• **Work to be completed**: Which lines in the listing below contain the word "photograph"? Pull out each of those lines in full.

• **Records provided**:

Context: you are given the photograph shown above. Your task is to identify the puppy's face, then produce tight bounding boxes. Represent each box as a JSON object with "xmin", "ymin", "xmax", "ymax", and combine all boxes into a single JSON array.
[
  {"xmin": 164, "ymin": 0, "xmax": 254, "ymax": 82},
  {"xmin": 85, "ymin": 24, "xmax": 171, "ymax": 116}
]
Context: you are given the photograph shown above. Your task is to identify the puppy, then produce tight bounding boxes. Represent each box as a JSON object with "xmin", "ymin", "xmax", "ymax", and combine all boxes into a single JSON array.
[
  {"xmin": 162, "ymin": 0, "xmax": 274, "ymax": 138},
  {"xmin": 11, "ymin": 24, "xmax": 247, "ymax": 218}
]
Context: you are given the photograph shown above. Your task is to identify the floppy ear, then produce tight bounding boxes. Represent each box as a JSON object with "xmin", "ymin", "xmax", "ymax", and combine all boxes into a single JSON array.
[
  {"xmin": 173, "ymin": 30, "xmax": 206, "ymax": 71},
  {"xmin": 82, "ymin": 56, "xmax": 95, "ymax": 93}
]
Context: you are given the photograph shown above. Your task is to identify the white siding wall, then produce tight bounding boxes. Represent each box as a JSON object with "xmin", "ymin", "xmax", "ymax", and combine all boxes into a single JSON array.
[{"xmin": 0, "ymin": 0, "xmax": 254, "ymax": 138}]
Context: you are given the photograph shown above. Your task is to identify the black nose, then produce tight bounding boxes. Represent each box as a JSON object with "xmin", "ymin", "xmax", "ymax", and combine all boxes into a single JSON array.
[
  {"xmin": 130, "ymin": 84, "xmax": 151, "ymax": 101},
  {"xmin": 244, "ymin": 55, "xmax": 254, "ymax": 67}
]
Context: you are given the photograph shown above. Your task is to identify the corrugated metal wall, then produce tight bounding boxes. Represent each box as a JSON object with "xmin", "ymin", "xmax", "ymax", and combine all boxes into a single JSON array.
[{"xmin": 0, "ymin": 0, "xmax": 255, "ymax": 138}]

• **Output below**:
Context: you are given the photograph shown above. Your task is to identify the puppy's face, then produce tight bounding boxes. Represent each box as a JSON object with "xmin", "ymin", "xmax", "ymax", and combine all boxes into a single JSON array.
Context: you are given the photograph shown above. Your task is to identify the puppy, then produce tight bounding boxes. Represent each box as a JSON object with "xmin", "ymin", "xmax", "ymax", and combine all boxes into a single JSON array.
Context: you are given the photograph shown above. Your task is to identify the floppy ear, then produce tight bounding boxes. Represent each box as a JSON object with "xmin", "ymin", "xmax", "ymax", and combine all boxes into a single JSON array.
Context: you are given the photograph shown above. Your task is to identify the white siding wall, then produce tight bounding boxes. Represent each box as a JSON object with "xmin", "ymin", "xmax", "ymax", and combine all boxes into a single JSON array.
Context: you are given the photograph shown above. Your task is to identify the black nose, then produce tight bounding boxes. Represent each box as a JSON object with "xmin", "ymin", "xmax", "ymax", and combine all boxes into a single JSON array.
Context: you are given the photograph shown above. Your task is to identify the corrugated metal wall, then produce tight bounding boxes. Represent each box as a JSON object with "xmin", "ymin", "xmax", "ymax", and combine all boxes into a single JSON array.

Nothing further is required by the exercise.